Passage shown:
____________
Why Is Substance Abuse Rising Among Seniors?
Drug abuse is not only for the young. Statistics indicate that seniors are using and abusing drugs at an ever increasing rate. It’s a problem that not many are willing to talk about openly, but the risks to our older loved ones are great and it is an important issue to address. The biggest problems when it comes to substance abuse in the elderly are alcohol and prescription drugs. If you care for an older friend or family member, be aware of the possibility of substance abuse and know the signs so you can step in and help.
Why Are Seniors Abusing Drugs And Alcohol?
There are several reasons older Americans are abusing substances in growing numbers. One explanation is that the population of seniors has been growing as the baby boomer generation ages. That population age shift, however, is not the only issue. Socializing often drops off with retirement and aging. With loneliness may come self-medication with alcohol or readily available prescription medications. Another possible issue is mental health. Many seniors either do not recognize the signs of mental health problems in themselves, or they are embarrassed to seek treatment and turn to self-medication instead of getting professional help.
What Are The Dangers Of Senior Substance Abuse?
Substance abuse is risky and dangerous for anyone at any age, but the elderly are particularly vulnerable to the consequences. Many seniors have several prescriptions for medical reasons. Mixing these drugs with each other and with alcohol can have serious and even fatal outcomes. Between 20 percent and 30 percent of adults over the age of 75 have a problem with drinking, which means that the possibility for harmful interactions is great.
Abusing drugs and alcohol, or both, causes dangerous side effects for seniors. These include sleeping problems, delirium and cognitive issues, difficulty balancing and an increased number of falls, and depression and anxiety.
____________
Data extracts:

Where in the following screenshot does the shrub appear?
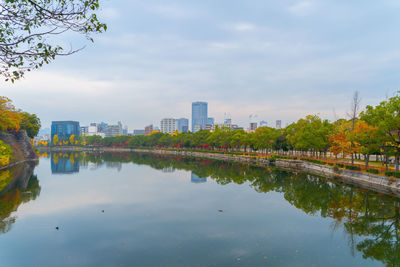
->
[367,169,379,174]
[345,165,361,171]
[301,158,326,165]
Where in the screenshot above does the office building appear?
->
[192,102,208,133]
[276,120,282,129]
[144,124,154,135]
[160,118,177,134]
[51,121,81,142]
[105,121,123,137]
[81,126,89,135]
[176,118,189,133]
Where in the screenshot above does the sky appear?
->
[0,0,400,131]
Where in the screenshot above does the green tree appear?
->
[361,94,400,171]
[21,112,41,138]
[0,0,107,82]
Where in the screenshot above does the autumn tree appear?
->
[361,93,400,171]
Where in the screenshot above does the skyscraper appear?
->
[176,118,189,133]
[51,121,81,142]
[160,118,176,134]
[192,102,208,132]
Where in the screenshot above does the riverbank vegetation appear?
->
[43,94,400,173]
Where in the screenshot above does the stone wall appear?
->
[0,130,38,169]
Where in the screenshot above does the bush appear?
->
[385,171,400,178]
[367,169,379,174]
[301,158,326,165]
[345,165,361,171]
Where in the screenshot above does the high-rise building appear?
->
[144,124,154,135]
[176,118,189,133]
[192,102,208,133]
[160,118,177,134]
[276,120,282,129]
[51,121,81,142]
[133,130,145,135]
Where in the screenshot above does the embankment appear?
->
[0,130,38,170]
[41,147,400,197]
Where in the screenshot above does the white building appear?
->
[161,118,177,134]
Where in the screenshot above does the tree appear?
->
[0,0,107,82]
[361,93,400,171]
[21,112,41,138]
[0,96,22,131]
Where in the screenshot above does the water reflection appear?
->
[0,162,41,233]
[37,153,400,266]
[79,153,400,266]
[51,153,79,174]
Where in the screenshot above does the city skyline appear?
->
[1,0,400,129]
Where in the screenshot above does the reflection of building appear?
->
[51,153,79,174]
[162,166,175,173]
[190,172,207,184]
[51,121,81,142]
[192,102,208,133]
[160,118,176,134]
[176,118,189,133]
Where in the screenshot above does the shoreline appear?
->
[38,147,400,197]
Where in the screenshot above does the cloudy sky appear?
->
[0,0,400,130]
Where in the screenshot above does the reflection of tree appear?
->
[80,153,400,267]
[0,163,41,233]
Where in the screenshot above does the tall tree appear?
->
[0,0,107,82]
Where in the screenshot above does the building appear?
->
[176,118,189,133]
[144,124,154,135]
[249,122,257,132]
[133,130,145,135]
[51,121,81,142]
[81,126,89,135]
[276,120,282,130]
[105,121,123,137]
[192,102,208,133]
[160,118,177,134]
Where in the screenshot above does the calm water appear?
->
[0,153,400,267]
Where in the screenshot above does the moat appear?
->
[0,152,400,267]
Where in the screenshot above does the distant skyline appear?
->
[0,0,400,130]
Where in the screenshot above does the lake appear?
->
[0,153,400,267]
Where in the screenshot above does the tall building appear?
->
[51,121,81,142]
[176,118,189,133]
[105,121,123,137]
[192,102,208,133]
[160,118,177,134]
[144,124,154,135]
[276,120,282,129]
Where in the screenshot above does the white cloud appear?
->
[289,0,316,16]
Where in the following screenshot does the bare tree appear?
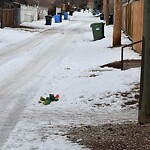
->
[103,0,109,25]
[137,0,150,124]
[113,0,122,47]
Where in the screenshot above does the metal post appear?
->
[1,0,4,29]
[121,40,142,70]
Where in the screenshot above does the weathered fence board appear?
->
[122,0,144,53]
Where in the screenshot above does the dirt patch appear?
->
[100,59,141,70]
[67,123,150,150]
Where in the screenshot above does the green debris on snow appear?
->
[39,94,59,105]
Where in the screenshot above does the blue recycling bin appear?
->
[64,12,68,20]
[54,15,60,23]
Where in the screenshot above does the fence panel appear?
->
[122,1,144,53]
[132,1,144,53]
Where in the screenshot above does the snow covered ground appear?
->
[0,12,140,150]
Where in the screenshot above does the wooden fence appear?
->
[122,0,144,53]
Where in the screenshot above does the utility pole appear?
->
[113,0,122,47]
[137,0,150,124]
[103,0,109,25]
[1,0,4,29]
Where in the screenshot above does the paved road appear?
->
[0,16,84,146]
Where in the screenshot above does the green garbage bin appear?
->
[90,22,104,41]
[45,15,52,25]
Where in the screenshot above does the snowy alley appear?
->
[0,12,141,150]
____________
Problems to work on:
(1) In the article on substance abuse among seniors, set down the passage from "Why Are Seniors" up to and including "getting professional help.".
(2) According to the article on substance abuse among seniors, what share of adults over the age of 75 have a problem with drinking?
(3) Continue the article on substance abuse among seniors from its last sentence.

Replies:
(1)
Why Are Seniors Abusing Drugs And Alcohol?
There are several reasons older Americans are abusing substances in growing numbers. One explanation is that the population of seniors has been growing as the baby boomer generation ages. That population age shift, however, is not the only issue. Socializing often drops off with retirement and aging. With loneliness may come self-medication with alcohol or readily available prescription medications. Another possible issue is mental health. Many seniors either do not recognize the signs of mental health problems in themselves, or they are embarrassed to seek treatment and turn to self-medication instead of getting professional help.

(2) Between 20 percent and 30 percent.

(3)
How To Recognizing The Signs Of Substance Abuse
If you think it is impossible that your older loved one is abusing drugs, take a look at the facts. According to Johns Hopkins Medical School, 12 percent to 15 percent of older adults who seek medical help for any reason are abusing prescription drugs. While some also abuse illegal drugs, prescriptions are the real issue. As with people in other age groups, seniors may underestimate the harm that these legal drugs can cause. Opioid painkillers and benzodiazepines are among the most frequently abused. Make sure you know the signs of abuse so you can recognize them in your older loved one.
The most important thing to look for is change. Any kind of change in regular habits or behaviors may indicate a drug abuse problem, or a medical problem. In either case, your loved one will need to see a doctor. With drug abuse, you may see changes in sleeping habits and appetite. Look for unexplained weight loss or gain. An increased number of falls or injuries can indicate inebriation. Changes in mood, such as irritability, agitation or confusion often accompany drug abuse. Also be suspicious if your loved one is seeing multiple doctors or filling prescriptions in several different pharmacies.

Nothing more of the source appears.